Problem
If a line in the listing below includes the word "Vertices", pick it out.
Segment Open
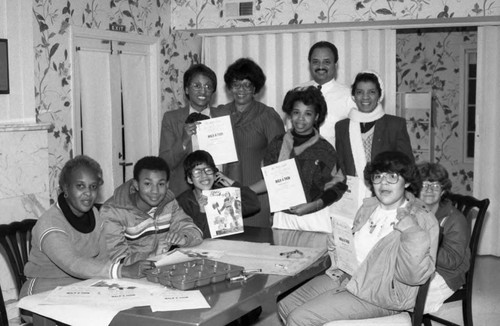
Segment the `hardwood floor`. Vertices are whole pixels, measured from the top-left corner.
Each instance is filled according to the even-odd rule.
[[[500,257],[480,256],[476,260],[472,313],[474,326],[500,325]],[[463,325],[460,302],[446,304],[435,315]],[[282,326],[277,316],[259,320],[259,326]],[[441,325],[433,322],[433,325]]]

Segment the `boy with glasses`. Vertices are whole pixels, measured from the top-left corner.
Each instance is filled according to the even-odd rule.
[[[238,187],[241,190],[241,214],[243,217],[255,214],[260,210],[260,202],[255,192],[248,187],[241,186],[231,180],[215,167],[210,153],[197,150],[189,154],[184,160],[184,174],[186,181],[192,189],[186,190],[177,197],[182,209],[193,219],[194,223],[202,230],[204,238],[211,238],[207,223],[205,206],[207,197],[202,194],[203,190],[211,190],[223,187]],[[225,203],[224,206],[232,205]],[[236,204],[236,203],[235,203]],[[221,210],[229,207],[222,207]],[[237,210],[240,207],[230,207]]]

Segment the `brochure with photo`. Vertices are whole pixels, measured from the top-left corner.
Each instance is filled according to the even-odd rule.
[[[226,187],[203,190],[207,196],[207,222],[212,238],[243,232],[240,188]]]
Segment Closed
Answer box
Segment the `hardwood floor`. Vertices are whole pixels, measured from the top-left corner.
Segment the `boy with glasses`. Vertices are whole pixels, measured from the top-left corner.
Segment the `brochure with photo`. Vertices are whole pixels, measured from the top-left corner.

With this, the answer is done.